=== Given records ===

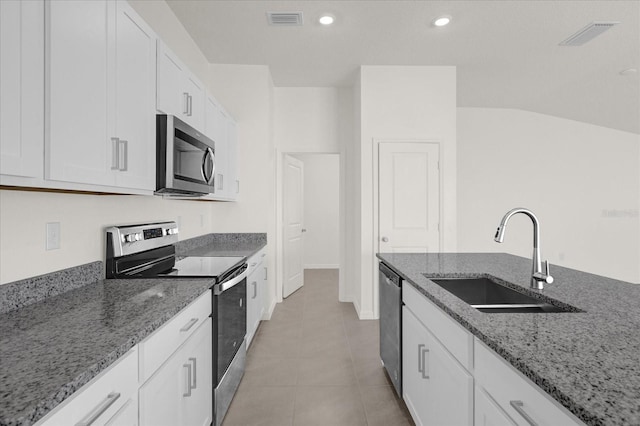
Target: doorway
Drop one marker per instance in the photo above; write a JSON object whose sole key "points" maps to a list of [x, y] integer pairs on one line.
{"points": [[311, 239]]}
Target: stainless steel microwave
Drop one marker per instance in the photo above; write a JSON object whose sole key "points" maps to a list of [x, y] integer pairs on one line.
{"points": [[186, 161]]}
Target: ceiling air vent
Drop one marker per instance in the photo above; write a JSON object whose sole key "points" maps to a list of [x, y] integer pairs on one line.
{"points": [[589, 32], [284, 19]]}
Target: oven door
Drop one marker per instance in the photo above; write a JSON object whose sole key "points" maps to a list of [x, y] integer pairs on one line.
{"points": [[230, 319], [186, 158]]}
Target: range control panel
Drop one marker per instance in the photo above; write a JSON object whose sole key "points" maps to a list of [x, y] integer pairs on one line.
{"points": [[130, 239]]}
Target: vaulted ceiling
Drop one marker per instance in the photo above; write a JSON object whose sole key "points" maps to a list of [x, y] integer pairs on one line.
{"points": [[507, 52]]}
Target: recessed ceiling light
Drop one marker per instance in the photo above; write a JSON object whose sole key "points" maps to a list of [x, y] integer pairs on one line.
{"points": [[327, 19], [441, 21], [629, 71]]}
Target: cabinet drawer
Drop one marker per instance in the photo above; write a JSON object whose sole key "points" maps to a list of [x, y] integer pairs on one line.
{"points": [[101, 399], [256, 260], [158, 347], [508, 387], [452, 335]]}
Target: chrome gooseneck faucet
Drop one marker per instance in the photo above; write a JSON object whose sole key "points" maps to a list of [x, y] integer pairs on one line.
{"points": [[538, 278]]}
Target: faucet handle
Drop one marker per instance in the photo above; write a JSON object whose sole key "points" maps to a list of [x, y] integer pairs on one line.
{"points": [[547, 277]]}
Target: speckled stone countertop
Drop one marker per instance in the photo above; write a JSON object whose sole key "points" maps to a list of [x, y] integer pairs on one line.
{"points": [[49, 349], [588, 361], [239, 244], [59, 330]]}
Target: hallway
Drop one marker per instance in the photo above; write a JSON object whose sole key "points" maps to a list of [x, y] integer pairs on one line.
{"points": [[315, 363]]}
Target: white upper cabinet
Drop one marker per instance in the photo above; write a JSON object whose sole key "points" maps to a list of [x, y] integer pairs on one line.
{"points": [[221, 128], [233, 181], [179, 93], [101, 85], [21, 87], [135, 99]]}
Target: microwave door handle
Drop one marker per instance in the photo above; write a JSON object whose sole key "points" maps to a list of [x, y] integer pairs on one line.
{"points": [[208, 153]]}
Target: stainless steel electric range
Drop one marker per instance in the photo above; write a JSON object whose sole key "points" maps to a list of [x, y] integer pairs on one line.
{"points": [[148, 251]]}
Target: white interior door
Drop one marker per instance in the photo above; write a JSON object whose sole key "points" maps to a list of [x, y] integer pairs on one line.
{"points": [[408, 197], [293, 208]]}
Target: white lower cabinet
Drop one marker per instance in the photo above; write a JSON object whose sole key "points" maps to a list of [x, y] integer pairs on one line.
{"points": [[180, 392], [488, 412], [517, 396], [452, 378], [256, 288], [436, 388], [109, 399]]}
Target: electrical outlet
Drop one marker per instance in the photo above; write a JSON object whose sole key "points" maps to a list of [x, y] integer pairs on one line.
{"points": [[53, 236]]}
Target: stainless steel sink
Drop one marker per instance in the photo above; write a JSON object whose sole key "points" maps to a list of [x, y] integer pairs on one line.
{"points": [[486, 295]]}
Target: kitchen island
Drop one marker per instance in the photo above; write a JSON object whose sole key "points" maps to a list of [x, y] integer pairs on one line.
{"points": [[589, 361]]}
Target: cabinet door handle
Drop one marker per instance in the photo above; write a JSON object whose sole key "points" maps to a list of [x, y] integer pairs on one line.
{"points": [[422, 361], [123, 161], [190, 324], [188, 376], [519, 407], [195, 373], [99, 410], [185, 99], [115, 157]]}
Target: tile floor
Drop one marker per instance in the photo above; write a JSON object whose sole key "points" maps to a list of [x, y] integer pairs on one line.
{"points": [[315, 363]]}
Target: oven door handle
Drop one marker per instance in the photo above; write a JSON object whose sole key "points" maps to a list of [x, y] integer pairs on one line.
{"points": [[222, 287]]}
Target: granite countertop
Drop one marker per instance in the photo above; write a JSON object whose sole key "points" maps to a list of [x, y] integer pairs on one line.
{"points": [[588, 361], [213, 245], [58, 331], [49, 349]]}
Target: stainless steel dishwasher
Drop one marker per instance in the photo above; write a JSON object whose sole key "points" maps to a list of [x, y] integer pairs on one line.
{"points": [[390, 296]]}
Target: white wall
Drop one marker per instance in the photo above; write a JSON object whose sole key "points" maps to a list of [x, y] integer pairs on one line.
{"points": [[82, 218], [246, 91], [403, 103], [581, 180], [321, 210], [314, 120]]}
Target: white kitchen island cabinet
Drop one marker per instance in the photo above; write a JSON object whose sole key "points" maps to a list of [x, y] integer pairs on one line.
{"points": [[21, 88], [451, 377], [436, 388], [100, 114]]}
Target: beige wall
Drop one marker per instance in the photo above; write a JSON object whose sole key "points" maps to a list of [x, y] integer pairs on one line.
{"points": [[581, 180]]}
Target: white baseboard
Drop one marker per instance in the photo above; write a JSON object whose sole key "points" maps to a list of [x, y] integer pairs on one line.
{"points": [[269, 311], [322, 266]]}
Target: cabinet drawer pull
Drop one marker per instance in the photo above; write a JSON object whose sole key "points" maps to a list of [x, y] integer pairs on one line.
{"points": [[190, 324], [422, 362], [186, 103], [188, 376], [124, 156], [115, 157], [99, 410], [519, 407], [195, 373]]}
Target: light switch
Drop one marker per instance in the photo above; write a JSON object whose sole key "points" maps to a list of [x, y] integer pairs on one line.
{"points": [[53, 236]]}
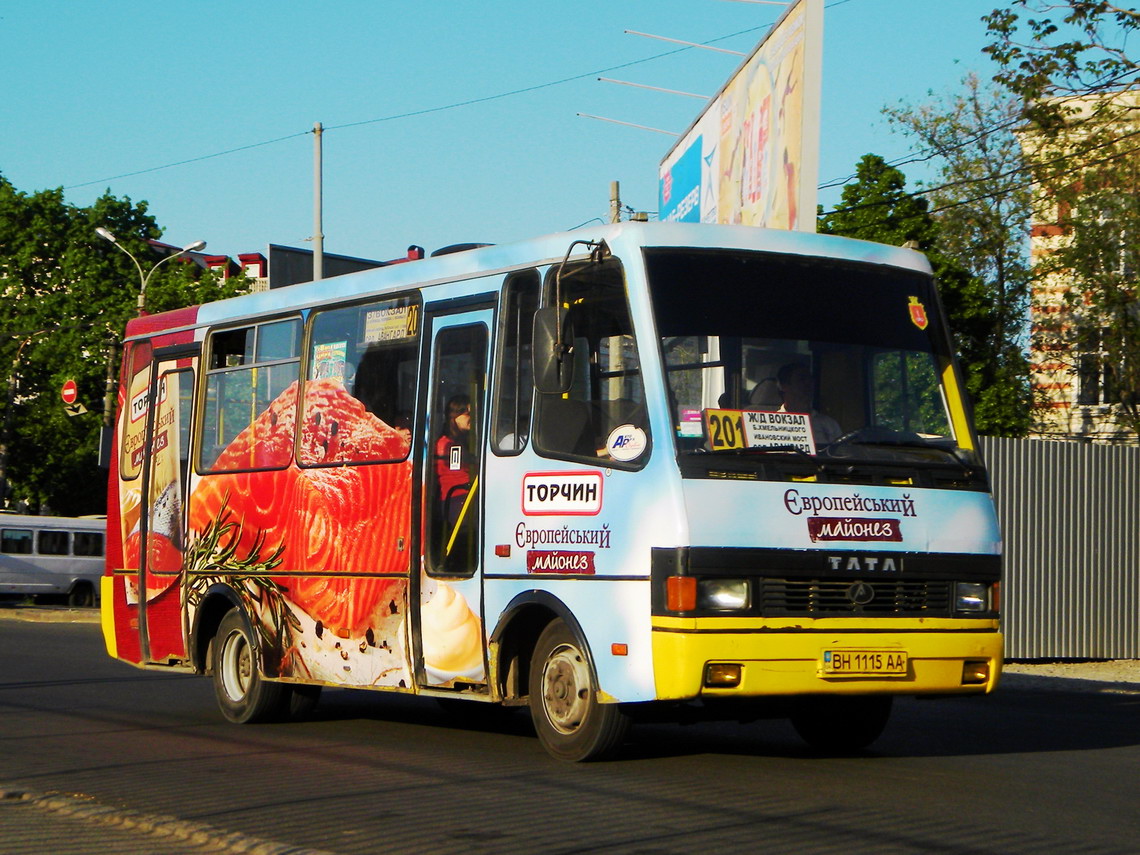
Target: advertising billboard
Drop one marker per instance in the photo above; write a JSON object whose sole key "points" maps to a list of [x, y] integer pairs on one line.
{"points": [[751, 156]]}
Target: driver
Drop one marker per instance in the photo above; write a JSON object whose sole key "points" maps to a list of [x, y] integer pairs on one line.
{"points": [[798, 391]]}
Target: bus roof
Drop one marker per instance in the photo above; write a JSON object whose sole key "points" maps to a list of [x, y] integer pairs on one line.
{"points": [[624, 238]]}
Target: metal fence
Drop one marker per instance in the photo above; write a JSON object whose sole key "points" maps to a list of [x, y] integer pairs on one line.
{"points": [[1069, 514]]}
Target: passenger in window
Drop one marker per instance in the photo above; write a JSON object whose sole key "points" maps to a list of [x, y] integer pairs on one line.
{"points": [[454, 469], [798, 391]]}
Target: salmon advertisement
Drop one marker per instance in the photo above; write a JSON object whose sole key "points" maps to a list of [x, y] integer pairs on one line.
{"points": [[317, 550], [751, 156]]}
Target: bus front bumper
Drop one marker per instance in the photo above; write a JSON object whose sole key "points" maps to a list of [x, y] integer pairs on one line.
{"points": [[702, 659]]}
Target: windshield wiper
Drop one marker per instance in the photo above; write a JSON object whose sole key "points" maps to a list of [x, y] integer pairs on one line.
{"points": [[879, 436]]}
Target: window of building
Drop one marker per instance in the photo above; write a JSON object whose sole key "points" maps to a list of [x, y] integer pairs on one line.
{"points": [[51, 542], [514, 380]]}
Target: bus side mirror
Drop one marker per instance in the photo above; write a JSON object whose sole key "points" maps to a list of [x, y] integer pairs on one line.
{"points": [[553, 351]]}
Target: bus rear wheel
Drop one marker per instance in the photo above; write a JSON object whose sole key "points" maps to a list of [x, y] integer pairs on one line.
{"points": [[243, 694], [81, 596], [841, 724], [568, 718]]}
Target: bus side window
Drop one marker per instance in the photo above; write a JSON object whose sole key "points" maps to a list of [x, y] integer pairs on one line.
{"points": [[51, 542], [514, 379]]}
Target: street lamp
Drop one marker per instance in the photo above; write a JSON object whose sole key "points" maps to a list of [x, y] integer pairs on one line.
{"points": [[144, 278]]}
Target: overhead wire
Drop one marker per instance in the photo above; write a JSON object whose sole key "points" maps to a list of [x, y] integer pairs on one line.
{"points": [[414, 113], [426, 111]]}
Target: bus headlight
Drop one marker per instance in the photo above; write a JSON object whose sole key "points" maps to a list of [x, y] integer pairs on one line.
{"points": [[971, 596], [722, 594]]}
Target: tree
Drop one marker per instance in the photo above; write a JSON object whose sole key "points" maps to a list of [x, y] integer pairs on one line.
{"points": [[982, 201], [877, 206], [1080, 90], [66, 299]]}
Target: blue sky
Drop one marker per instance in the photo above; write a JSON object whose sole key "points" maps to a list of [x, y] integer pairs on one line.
{"points": [[96, 91]]}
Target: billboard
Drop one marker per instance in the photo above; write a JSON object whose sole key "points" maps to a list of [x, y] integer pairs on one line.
{"points": [[751, 156]]}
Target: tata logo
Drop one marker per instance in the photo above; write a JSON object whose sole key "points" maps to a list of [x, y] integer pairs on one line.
{"points": [[861, 593], [865, 563]]}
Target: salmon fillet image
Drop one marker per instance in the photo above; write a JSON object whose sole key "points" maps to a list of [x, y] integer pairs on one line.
{"points": [[327, 523]]}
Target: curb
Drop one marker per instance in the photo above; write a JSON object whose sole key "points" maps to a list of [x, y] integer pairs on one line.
{"points": [[48, 615], [160, 825]]}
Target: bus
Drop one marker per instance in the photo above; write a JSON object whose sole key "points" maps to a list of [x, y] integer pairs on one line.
{"points": [[652, 470], [51, 558]]}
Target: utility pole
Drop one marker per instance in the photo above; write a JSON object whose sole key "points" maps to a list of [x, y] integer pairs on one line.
{"points": [[318, 234]]}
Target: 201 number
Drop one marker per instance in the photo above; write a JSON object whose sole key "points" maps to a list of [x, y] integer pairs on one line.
{"points": [[725, 431]]}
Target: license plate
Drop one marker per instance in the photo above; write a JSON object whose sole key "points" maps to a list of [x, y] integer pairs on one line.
{"points": [[873, 662]]}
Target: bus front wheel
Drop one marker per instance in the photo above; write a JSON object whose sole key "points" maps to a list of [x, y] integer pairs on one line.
{"points": [[843, 723], [568, 718], [243, 694]]}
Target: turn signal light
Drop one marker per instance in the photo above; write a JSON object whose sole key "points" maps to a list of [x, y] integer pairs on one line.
{"points": [[681, 593], [722, 675], [975, 672]]}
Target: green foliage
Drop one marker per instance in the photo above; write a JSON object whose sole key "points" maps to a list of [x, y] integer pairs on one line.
{"points": [[877, 206], [67, 295]]}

===

Work required. Repeat, character for character, the lines from the one that holds "Target: tata logo" to the final line of the material, inclusive, and no other lines.

Reply.
Target: tata logo
Drop one marker per instance in the photo above; write a JSON object whose sole key "points" maps to a list of [x, y] integer pairs on one line.
{"points": [[861, 593], [865, 563]]}
Target: salmon fillet image
Drop one marker per instance in the photo above; write a JSON object whose sole key "points" maps to a list of [x, y] integer pairs on one line.
{"points": [[327, 523]]}
Target: curb
Drop one marker per instance in the photo above; write a JSON object whose sole key "points" maps to a list of [x, y] integer pairs on one line.
{"points": [[48, 615], [160, 825]]}
Target: bus
Drop one marker per instance in the photo above; write a JSON object whose sole key "points" maps to a list of [x, y] integer pairs on one line.
{"points": [[652, 470], [51, 558]]}
Target: utility pole
Drop one marker per instance in the photo above; write a JSON object whose sole key "points" maps to a list of [x, y] integer pairs on one line.
{"points": [[318, 234]]}
Target: 201 number
Drop one marker per instance in the photo above; write a JSON object whose sole key "points" maps to a list of [x, y] integer pairs on one line.
{"points": [[725, 431]]}
Target: license plate
Drop one marker per instance in the photo above; write a JSON object whose sole key "points" maps to a list of [x, y] integer pairs on one line.
{"points": [[873, 662]]}
Target: bus front wheel
Drop one marker per instance in the photo above; write a JSON object whose sole key "points" maps to a list of [x, y] integer pairs on one line.
{"points": [[843, 723], [568, 718], [243, 694]]}
Target: turn signal light
Drop one marker per instance in the photo above; write a JSON object whose sole key "points" maps to a list of [x, y] integer pairs on one line.
{"points": [[681, 593], [722, 675], [975, 672]]}
Target: green foliage
Drop one marker per instance in the photo above; write a JSON object whose sole key "points" maps to a list of [x, y] integer pairs on one line.
{"points": [[877, 206], [67, 295]]}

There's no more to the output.